Data records START

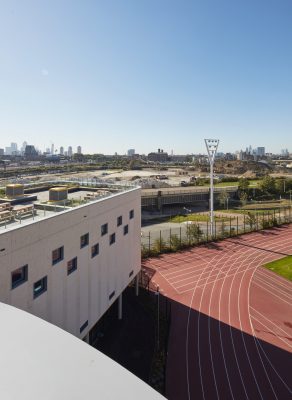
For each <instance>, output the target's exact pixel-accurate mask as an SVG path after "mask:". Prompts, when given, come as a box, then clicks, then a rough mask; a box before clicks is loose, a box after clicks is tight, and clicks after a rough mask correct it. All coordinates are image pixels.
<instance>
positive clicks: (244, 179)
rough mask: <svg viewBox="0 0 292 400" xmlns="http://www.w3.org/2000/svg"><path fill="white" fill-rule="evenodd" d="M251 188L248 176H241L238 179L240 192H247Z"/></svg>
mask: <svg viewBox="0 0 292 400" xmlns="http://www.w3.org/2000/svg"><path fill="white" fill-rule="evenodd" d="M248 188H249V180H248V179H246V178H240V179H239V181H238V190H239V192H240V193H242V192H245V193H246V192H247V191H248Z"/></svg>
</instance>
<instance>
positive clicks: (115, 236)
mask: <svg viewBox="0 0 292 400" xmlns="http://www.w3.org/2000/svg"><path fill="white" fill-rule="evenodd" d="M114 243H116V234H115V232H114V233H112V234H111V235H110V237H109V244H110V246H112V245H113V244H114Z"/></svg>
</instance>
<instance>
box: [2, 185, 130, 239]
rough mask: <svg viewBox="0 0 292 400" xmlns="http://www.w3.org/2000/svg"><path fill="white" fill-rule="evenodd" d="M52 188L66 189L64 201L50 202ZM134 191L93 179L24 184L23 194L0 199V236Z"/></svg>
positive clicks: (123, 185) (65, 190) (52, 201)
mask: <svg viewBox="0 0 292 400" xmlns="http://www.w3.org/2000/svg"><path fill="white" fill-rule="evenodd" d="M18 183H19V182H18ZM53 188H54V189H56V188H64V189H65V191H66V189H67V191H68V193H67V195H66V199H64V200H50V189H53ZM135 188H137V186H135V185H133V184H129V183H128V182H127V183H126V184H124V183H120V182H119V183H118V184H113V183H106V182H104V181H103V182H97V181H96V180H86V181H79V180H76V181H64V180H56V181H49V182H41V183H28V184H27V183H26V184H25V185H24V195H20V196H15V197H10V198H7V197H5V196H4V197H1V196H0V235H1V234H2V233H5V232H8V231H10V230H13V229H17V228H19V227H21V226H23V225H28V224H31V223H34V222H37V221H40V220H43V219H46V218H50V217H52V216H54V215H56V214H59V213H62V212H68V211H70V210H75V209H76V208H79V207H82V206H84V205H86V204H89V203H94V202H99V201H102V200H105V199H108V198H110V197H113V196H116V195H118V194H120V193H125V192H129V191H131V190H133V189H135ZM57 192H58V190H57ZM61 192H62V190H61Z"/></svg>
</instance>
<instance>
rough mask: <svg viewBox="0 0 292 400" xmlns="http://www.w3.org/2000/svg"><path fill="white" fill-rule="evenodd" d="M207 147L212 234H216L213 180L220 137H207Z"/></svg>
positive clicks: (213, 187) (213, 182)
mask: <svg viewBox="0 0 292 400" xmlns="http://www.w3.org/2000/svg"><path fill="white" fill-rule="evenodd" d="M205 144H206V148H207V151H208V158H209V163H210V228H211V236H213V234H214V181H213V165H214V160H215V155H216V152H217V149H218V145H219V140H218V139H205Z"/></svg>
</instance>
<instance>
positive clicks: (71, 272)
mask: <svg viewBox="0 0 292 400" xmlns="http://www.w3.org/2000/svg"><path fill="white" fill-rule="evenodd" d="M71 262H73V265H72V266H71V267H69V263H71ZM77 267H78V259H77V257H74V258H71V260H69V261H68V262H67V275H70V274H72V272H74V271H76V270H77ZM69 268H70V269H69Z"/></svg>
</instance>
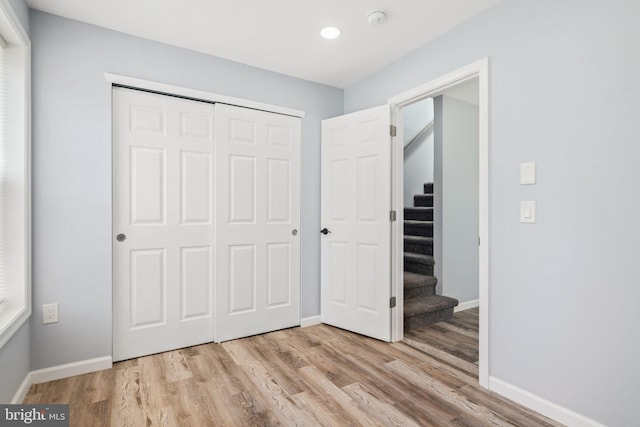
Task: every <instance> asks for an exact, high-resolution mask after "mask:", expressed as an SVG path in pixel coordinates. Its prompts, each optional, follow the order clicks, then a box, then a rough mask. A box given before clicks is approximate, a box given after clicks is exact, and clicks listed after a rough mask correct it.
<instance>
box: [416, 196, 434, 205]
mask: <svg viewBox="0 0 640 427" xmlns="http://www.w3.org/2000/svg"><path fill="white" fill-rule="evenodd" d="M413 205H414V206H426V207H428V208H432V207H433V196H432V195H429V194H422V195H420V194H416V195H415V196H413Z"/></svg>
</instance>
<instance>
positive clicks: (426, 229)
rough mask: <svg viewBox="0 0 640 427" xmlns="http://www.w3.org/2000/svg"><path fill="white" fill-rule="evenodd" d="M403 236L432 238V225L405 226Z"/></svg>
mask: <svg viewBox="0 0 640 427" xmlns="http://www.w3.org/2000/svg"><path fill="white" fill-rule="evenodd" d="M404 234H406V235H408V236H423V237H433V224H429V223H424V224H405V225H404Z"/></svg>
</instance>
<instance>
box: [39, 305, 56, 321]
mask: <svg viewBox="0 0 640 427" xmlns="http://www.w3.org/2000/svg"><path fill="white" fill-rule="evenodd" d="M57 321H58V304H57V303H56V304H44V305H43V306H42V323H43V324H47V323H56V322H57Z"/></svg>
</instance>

Data records END

What is expected: Find every line in the items above that contains the string "clicks", and copy each one. Matching is case-sensitive.

Response box:
For each <instance>, output the target's exact pixel-accurate mask as an SVG path after "mask:". Prompts, when given, come as a box, then clicks, then a rough mask; a box before clicks is loose, a box after clicks is tight, and clicks after a rough mask correct it. All coordinates are image pixels.
positive clicks: (244, 179)
positive clicks: (115, 236)
positive clicks: (123, 185) (65, 190) (52, 201)
positive clicks: (213, 187) (213, 182)
positive clicks: (71, 272)
Task: every <instance> asks for an exact, high-resolution mask after "mask:", expressed as an SVG path in pixel coordinates. Its prompts, each optional, follow the order clicks, then a box, then a rough mask. A box given before clicks is approximate, a box given after clicks is exact, and clicks listed after a rough mask correct it.
positive clicks: (426, 229)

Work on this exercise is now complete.